=== TEXT FOR ANALYSIS ===

By Fr Peter Kwak
Lest I be misunderstood, I preface the article by affirming the utmost importance of doctrinal clarity, which is a sign to us of the solicitude of God who wants us to know that, yes, Emmanuel! God is with us and we are not left alone in the darkness of ignorance or error.
The splendour of the Word of God, who “became flesh” (Jn 1:14), shines through the church’s clear teachings, by which humanity can be guided, without falling victim to relativism, the chaotic consequences of which are all too evident in our present society.
Since Vatican II, some of our practices have changed, starting with how we worship. Other examples include: marriages between Catholics and non-Catholics, as well as funerals for those who have committed suicide.
Unfortunately, however, many mistakenly assumed that these changes evidenced contradictions or ruptures and failed to see the continuity behind the different expressions.
For this reason doctrinal clarity might have been one of the first priorities for St John Paul II and Pope Benedict XVI, so as to dispel the myth of discontinuity.
But another priority was then bound to follow: How do we communicate to the world, beautifully and convincingly, what the Church clearly believes?
Effective preaching requires profound understanding of the audience, in order to persuade them from within, for which reason St Paul aspired to become “all things to all men” (1Cor 9:22).
This is where the importance of dialogue becomes paramount and ought to be accentuated, even at the perceived (not actual) expense of doctrinal clarity at times, for the sake of engendering, through processes which are far from “neat and tidy,” new expressions which are inspired and efficacious.
I think of a gym analogy. The ideals of health and fitness do not change, except by way of continuous development. But a gym from which the vast majority feel alienated isn’t exactly serving its purpose.
Innovative approaches are required so that the unhealthy/unfit can feel a sense of belonging and start to move in the right direction. The emphasis might need to shift at times from the ideals of health and fitness, which no one attains instantly, to the art of accompaniment which is conducive to authentic progress.
The latter would require patience but, as Pope Francis puts it, “time is greater than space!”
A litany of culture war issues have gone against church teachings over the past several decades, thereby entrenching a culture of death in our midst.
But one of the biggest failures by the church might have been poor preaching/catechesis, which conveyed insufficient depth or meaning, rather than any lack of doctrinal clarity per se.
We were out-narrated by those who, either knowingly or unknowingly, undermined the Word of God!
Therefore, when it comes to the proclamation of the Gospel, there is nothing un-Catholic about a pope who, in continuity with the body of other popes before him, discerns that adventurous engagement might be preferable to risk-free consolidation right now.
PS: Yes, I believe that the controversial footnote in Amoris Laetitia means what it appears to mean! But this signals a change of practice, under certain circumstances, rather than a change of belief.
Any change in practice always runs the risk of reviving the myth of discontinuity, hence the reason why Pope Francis specifically asked for the document to be “read patiently and carefully” (7, AL).
What he really wants might be for the enduring continuity of Catholicism, inclusively of our sacramental/moral theology, to be grasped evermore clearly, starting from the sanctuary of our conscience.
Fr Peter Kwak is parish priest of Regina Coeli parish, Beverly Hills.

===

WORK REQUEST: Rewrite the article's passage starting at "Any change in" and ending at "of our conscience.", swapping "sanctuary" for "heart".

=== THE DATA ===

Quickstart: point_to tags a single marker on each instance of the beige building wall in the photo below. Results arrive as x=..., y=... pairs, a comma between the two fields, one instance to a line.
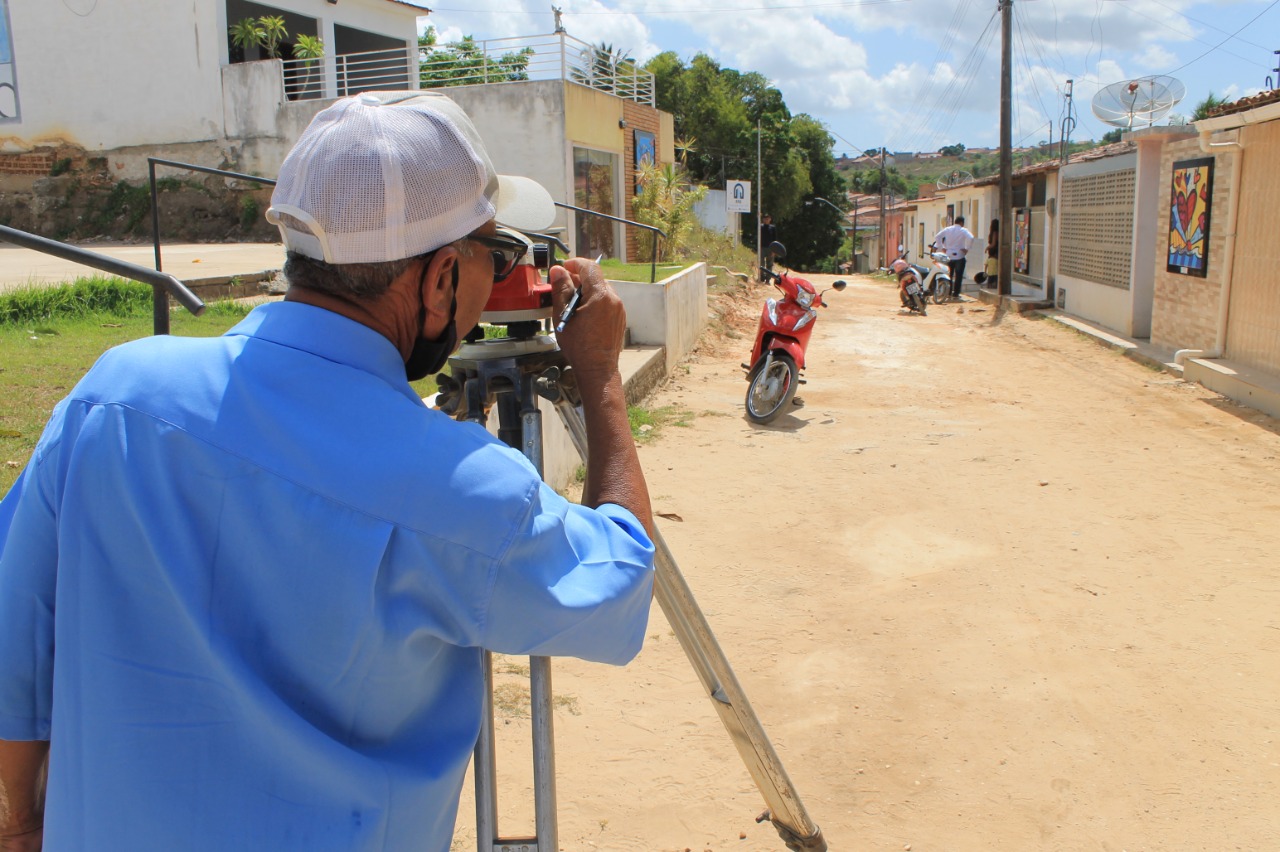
x=1184, y=308
x=1253, y=323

===

RESPONSE TO THE EXERCISE:
Any change in practice always runs the risk of reviving the myth of discontinuity, hence the reason why Pope Francis specifically asked for the document to be “read patiently and carefully” (7, AL).
What he really wants might be for the enduring continuity of Catholicism, inclusively of our sacramental/moral theology, to be grasped evermore clearly, starting from the heart of our conscience.